#### Supplied data

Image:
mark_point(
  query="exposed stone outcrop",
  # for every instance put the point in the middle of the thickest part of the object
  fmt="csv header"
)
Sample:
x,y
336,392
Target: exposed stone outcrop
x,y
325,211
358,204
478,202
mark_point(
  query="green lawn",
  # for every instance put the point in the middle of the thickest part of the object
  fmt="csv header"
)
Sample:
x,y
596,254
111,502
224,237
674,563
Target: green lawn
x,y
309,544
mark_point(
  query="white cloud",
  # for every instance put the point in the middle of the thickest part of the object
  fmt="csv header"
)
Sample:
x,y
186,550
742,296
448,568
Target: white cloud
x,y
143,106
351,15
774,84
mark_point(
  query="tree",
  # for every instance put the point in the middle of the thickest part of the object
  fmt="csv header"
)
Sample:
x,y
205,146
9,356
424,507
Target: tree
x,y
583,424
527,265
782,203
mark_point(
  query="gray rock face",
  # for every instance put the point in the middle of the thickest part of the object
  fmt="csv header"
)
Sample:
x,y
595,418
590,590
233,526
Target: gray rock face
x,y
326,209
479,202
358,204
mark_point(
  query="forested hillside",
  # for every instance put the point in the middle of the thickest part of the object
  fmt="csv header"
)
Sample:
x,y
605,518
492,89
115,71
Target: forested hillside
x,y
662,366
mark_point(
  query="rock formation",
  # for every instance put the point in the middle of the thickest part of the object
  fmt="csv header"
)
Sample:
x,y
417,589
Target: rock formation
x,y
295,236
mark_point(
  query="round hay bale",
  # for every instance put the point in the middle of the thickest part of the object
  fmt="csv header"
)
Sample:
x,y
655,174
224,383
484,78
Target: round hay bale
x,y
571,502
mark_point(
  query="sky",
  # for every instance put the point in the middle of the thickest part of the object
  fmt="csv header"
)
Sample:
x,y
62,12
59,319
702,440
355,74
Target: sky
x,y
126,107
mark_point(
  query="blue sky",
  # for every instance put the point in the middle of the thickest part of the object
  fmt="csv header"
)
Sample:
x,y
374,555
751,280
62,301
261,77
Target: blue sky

########

**Task:** List every line of the listing above that contains the string "hillside", matching case exactly.

**Exercise solution:**
  query="forested hillside",
Target: forested hillside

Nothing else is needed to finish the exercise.